WHAT IS REQUIRED = Copy everything from the start of the records down to the line containing "pixel 33 325", including that line.

DATASET CONTENT =

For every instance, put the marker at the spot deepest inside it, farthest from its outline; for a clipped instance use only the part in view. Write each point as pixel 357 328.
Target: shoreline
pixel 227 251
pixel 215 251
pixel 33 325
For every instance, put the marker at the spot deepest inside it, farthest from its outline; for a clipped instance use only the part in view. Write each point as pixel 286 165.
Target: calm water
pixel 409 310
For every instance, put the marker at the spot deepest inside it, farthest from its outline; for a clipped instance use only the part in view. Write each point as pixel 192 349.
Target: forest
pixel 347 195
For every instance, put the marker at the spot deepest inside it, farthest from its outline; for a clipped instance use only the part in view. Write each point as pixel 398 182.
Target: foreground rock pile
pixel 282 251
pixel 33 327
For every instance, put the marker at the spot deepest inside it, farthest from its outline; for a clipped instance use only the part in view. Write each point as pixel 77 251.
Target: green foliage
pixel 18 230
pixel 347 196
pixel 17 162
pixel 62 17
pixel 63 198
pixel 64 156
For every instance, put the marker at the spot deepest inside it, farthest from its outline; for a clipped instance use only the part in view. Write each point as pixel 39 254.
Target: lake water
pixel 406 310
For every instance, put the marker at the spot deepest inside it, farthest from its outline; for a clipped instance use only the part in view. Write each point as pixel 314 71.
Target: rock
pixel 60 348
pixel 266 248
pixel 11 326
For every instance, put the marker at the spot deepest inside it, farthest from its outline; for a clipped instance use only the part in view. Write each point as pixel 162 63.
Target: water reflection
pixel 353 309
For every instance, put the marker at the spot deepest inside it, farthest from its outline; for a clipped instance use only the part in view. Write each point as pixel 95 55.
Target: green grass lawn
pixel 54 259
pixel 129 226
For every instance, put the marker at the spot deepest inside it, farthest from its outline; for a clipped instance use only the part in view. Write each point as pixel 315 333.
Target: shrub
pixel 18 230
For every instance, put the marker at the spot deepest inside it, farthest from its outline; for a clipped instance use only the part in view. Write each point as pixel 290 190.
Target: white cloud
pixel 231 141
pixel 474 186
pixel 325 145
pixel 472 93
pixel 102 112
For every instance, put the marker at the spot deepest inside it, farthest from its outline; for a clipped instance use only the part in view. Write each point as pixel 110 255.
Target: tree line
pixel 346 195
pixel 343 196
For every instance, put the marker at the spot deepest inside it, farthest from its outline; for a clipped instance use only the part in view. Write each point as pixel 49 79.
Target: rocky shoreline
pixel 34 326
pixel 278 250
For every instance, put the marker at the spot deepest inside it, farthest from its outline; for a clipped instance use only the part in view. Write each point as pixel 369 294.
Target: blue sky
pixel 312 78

COMPLETED TASK =
For every instance, put the marker at the spot deepest inside it, farthest from its outline; for a clipped instance use only the part in view. Write each point as pixel 357 328.
Target: shoreline
pixel 227 251
pixel 215 251
pixel 33 325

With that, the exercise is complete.